*** Text for analysis ***

Everyday Breath Awareness – Take a few moments to identify a few different qualities of your breath. They can be related to sound, movement, posture or any other quality of your inhalation or exhalation. Set a challenge for yourself to notice your breathing at five different moments during the day. It could be right after opening your eyes in the morning or before drifting off at night. A few breaths can break the tedium when you’re waiting in line and help to reset your posture when you’re sitting behind a desk all day.
Challenge yourself to notice your breath five times throughout the day.
Balancing the Breath
Now that you have learned how to pay closer attention to your breath, let’s explore how we can control the breath to help us manage our most challenging situations. Our breath is closely linked to balance in our autonomic nervous system (ANS). The inhalation is associated with the sympathetic, or action-oriented, side, while the exhalation is closely connected to the parasympathetic, or recovery side. Research has shown that breathing with inhalations and exhalations of equal duration (also called resonant or coherent breathing) can support a calm focused mindset (Streeter et al., 2017).
Building Resilience – Practice balancing your breath as you prepare for challenging situations that demand steady nerves and close attention. Over time, this exercise can help you to build resilience and bring your A-Game when you most need it!

*** Dataset ***

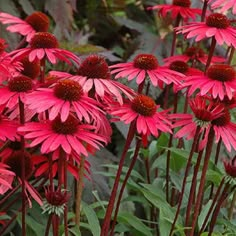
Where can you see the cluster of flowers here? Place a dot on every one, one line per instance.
(51, 119)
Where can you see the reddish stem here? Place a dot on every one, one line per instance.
(107, 219)
(212, 206)
(231, 55)
(48, 225)
(216, 161)
(42, 70)
(202, 180)
(134, 159)
(216, 211)
(23, 187)
(194, 146)
(66, 206)
(204, 9)
(211, 52)
(193, 188)
(177, 22)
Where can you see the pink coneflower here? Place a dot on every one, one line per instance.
(225, 130)
(16, 89)
(70, 135)
(178, 7)
(30, 69)
(183, 68)
(36, 22)
(224, 5)
(7, 67)
(64, 97)
(204, 111)
(95, 78)
(194, 53)
(219, 81)
(143, 110)
(217, 26)
(55, 201)
(6, 178)
(8, 129)
(145, 65)
(44, 45)
(42, 165)
(230, 167)
(14, 161)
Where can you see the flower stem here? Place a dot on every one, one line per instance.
(202, 180)
(107, 219)
(193, 188)
(79, 191)
(216, 161)
(204, 9)
(231, 208)
(23, 187)
(216, 211)
(177, 22)
(211, 52)
(212, 205)
(66, 232)
(231, 55)
(134, 159)
(42, 70)
(194, 146)
(48, 225)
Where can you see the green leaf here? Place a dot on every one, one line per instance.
(135, 222)
(92, 219)
(134, 173)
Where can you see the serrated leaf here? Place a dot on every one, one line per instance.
(135, 222)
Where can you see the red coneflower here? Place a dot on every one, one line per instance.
(143, 110)
(70, 135)
(145, 65)
(194, 53)
(64, 97)
(95, 78)
(217, 26)
(36, 22)
(178, 7)
(44, 45)
(219, 81)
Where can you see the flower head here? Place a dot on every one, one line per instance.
(178, 7)
(36, 22)
(8, 129)
(225, 130)
(145, 65)
(217, 25)
(94, 76)
(70, 135)
(143, 111)
(55, 201)
(194, 53)
(30, 69)
(224, 5)
(204, 112)
(219, 81)
(44, 45)
(64, 97)
(16, 89)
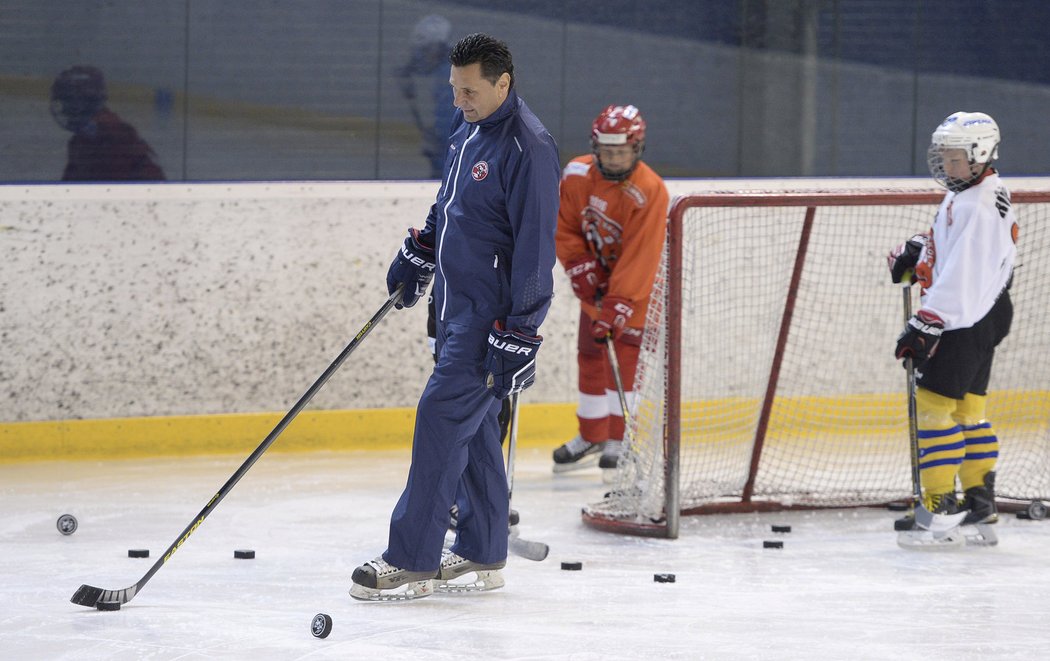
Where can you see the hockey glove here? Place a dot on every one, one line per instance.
(510, 362)
(905, 256)
(588, 278)
(613, 316)
(920, 338)
(414, 268)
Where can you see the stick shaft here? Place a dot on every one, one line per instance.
(85, 593)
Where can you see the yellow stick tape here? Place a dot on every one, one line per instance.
(542, 425)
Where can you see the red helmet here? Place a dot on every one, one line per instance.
(618, 125)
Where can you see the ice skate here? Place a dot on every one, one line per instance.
(575, 454)
(938, 504)
(459, 574)
(981, 502)
(916, 538)
(378, 580)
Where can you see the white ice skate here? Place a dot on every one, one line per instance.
(378, 580)
(459, 574)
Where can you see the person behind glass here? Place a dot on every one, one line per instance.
(427, 65)
(611, 226)
(103, 147)
(965, 267)
(488, 244)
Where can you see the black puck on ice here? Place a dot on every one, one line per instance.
(321, 625)
(66, 524)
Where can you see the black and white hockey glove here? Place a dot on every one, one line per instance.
(920, 338)
(905, 256)
(414, 268)
(510, 362)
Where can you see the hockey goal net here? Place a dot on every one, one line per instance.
(767, 379)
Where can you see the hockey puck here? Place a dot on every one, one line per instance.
(66, 524)
(321, 625)
(1036, 510)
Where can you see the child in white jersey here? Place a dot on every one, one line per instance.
(964, 264)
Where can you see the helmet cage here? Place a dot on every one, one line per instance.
(616, 126)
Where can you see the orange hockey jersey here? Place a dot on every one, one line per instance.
(628, 218)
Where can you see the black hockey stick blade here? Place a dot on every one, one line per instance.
(529, 550)
(90, 596)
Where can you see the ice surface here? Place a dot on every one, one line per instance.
(840, 588)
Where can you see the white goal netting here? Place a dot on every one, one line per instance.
(767, 378)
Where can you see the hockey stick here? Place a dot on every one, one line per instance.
(924, 518)
(614, 364)
(90, 596)
(529, 550)
(594, 240)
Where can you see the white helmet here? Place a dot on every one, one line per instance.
(977, 134)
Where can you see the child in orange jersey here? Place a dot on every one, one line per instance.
(611, 227)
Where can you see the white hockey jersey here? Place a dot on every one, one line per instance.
(970, 256)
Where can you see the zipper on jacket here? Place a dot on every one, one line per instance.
(452, 196)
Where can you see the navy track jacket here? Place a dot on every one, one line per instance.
(492, 225)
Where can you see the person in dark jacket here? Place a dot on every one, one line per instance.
(103, 147)
(488, 243)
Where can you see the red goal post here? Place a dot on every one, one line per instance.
(767, 379)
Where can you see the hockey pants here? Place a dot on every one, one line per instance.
(456, 457)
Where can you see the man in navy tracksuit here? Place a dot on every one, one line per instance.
(489, 238)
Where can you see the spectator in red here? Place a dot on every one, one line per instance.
(103, 147)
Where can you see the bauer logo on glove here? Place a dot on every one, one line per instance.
(510, 363)
(414, 268)
(612, 318)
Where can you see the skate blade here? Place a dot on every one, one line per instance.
(969, 535)
(483, 581)
(414, 590)
(983, 535)
(928, 540)
(586, 462)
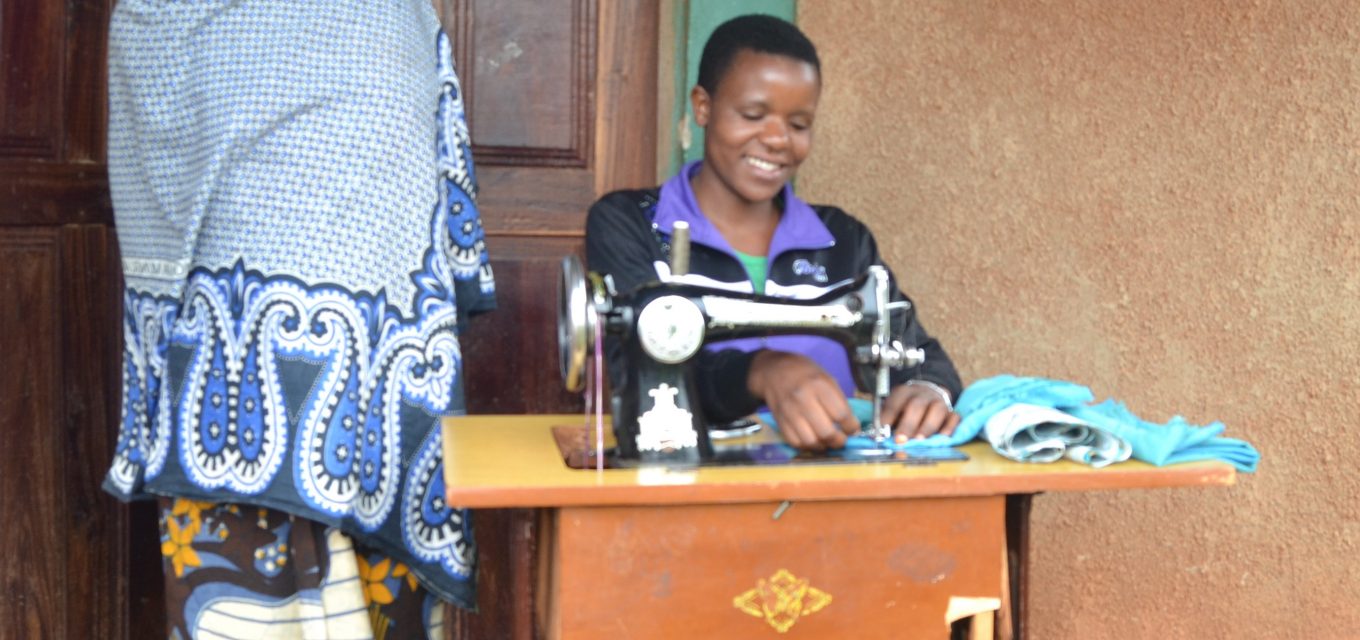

***

§ Your objective: Duplicate the entire breath awareness text word for word. Rely only on the breath awareness text for what comes next.

§ Exercise solution:
Everyday Breath Awareness – Take a few moments to identify a few different qualities of your breath. They can be related to sound, movement, posture or any other quality of your inhalation or exhalation. Set a challenge for yourself to notice your breathing at five different moments during the day. It could be right after opening your eyes in the morning or before drifting off at night. A few breaths can break the tedium when you’re waiting in line and help to reset your posture when you’re sitting behind a desk all day.
Challenge yourself to notice your breath five times throughout the day.
Balancing the Breath
Now that you have learned how to pay closer attention to your breath, let’s explore how we can control the breath to help us manage our most challenging situations. Our breath is closely linked to balance in our autonomic nervous system (ANS). The inhalation is associated with the sympathetic, or action-oriented, side, while the exhalation is closely connected to the parasympathetic, or recovery side. Research has shown that breathing with inhalations and exhalations of equal duration (also called resonant or coherent breathing) can support a calm focused mindset (Streeter et al., 2017).
Building Resilience – Practice balancing your breath as you prepare for challenging situations that demand steady nerves and close attention. Over time, this exercise can help you to build resilience and bring your A-Game when you most need it!